## Objective
Reproduce all of the records below word for word, omitting no line.

## Dataset entries
::::::

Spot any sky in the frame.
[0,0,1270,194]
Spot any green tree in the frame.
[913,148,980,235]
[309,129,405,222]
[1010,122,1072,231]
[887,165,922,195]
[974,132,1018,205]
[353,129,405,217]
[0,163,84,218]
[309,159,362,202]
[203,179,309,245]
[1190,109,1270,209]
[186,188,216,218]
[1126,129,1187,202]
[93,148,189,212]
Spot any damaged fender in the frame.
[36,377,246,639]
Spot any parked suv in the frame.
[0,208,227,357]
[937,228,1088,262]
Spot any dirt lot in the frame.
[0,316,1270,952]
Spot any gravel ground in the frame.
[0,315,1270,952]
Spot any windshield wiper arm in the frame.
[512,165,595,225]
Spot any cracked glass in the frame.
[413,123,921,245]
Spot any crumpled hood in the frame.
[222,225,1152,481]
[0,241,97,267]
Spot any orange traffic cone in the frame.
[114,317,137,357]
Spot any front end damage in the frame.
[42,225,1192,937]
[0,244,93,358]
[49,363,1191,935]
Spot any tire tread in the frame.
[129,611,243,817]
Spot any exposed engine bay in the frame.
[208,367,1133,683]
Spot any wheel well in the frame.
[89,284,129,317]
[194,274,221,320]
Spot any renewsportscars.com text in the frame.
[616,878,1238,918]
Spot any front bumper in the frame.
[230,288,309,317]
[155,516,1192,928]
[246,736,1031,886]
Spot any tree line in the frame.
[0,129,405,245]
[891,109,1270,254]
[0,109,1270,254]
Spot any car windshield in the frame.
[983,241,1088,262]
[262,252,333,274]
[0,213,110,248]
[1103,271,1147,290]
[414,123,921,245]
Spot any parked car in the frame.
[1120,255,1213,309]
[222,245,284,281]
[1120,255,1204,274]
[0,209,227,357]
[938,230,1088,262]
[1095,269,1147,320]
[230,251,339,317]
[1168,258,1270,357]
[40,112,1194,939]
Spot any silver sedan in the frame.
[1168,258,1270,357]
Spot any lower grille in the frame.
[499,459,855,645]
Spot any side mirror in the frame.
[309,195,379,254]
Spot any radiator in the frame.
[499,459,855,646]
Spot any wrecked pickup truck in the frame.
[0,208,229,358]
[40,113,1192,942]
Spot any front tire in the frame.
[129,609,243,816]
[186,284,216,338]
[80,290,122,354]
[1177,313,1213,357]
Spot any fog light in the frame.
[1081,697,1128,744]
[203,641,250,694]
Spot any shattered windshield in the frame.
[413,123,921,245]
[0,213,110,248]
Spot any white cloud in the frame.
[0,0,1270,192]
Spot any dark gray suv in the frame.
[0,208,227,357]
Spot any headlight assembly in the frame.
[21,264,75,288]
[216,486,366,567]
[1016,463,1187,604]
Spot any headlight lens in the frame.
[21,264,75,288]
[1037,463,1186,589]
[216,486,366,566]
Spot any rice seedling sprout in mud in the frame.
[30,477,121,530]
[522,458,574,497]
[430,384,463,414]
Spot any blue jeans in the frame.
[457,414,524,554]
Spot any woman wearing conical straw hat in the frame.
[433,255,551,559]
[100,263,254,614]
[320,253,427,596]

::::::

## Reply
Spot any sky in the frame.
[0,0,1270,194]
Spot any green tree in the frame.
[913,148,980,235]
[309,129,405,222]
[1010,122,1072,231]
[887,165,922,195]
[974,132,1018,205]
[353,129,405,217]
[0,163,84,218]
[309,159,362,202]
[203,179,309,245]
[1190,109,1270,209]
[186,188,216,218]
[1126,129,1187,202]
[93,148,189,212]
Spot any damaged fender in the frame.
[36,377,246,639]
Spot any parked suv in the frame.
[0,208,227,357]
[937,228,1088,262]
Spot any dirt lot in the frame.
[0,316,1270,952]
Spot any gravel ground in the frame.
[0,315,1270,952]
Spot any windshield wiper arm in the frame.
[512,165,595,225]
Spot any cracked glass in the frame.
[413,123,921,245]
Spot any crumpled hood in the frame.
[222,225,1152,481]
[0,241,97,267]
Spot any orange traffic cone in the frame.
[114,317,137,357]
Spot any front end damage in the frame.
[42,225,1192,937]
[0,244,93,358]
[49,363,1191,935]
Spot any tire tread in the frame.
[129,611,243,817]
Spot any exposed engine bay in the frame.
[208,367,1133,683]
Spot any wheel well in the frame.
[89,284,129,317]
[194,274,221,320]
Spot any renewsportscars.com text in the frame.
[616,878,1238,918]
Spot any front bumper in the frame.
[230,288,309,317]
[155,516,1192,928]
[246,736,1031,886]
Spot any tree line in the frame.
[0,129,405,245]
[891,109,1270,254]
[0,109,1270,254]
Spot any car windshield in the frame.
[983,241,1088,262]
[262,252,333,274]
[0,213,110,248]
[1103,271,1147,290]
[414,123,921,245]
Spot any parked car in the frame.
[1120,255,1213,309]
[222,245,284,281]
[1120,255,1204,274]
[0,209,227,357]
[938,230,1088,262]
[1095,269,1147,320]
[230,251,339,317]
[1168,258,1270,357]
[40,112,1194,939]
Spot any silver sedan in the frame.
[1168,258,1270,357]
Spot any lower grille in the frame.
[499,459,855,645]
Spot any side mirror in the frame.
[309,195,379,254]
Spot any radiator in the frame.
[499,459,855,646]
Spot any wrecked pickup truck in the frame.
[0,208,229,358]
[40,113,1192,942]
Spot any front tire in the frame.
[129,609,243,816]
[186,284,216,338]
[80,290,122,354]
[1177,313,1213,357]
Spot any fog light in the frame.
[1081,697,1128,744]
[203,641,250,694]
Spot any shattered windshield in the frame.
[413,123,921,245]
[0,213,110,248]
Spot any white cloud in the frame.
[0,0,1270,192]
Spot any dark gray suv in the frame.
[0,208,227,357]
Spot any headlight assembly in the frame.
[21,264,75,288]
[216,486,366,567]
[1016,463,1187,604]
Spot any headlight lens in the frame.
[21,264,75,288]
[1037,463,1186,589]
[216,486,366,566]
Spot any rice seedling sprout in mud in the frame.
[30,477,121,530]
[522,458,574,497]
[430,384,463,414]
Spot any blue jeans in the frame.
[457,414,524,554]
Spot any woman wearing conical straw hat in the frame.
[433,255,551,559]
[100,263,254,614]
[320,253,427,596]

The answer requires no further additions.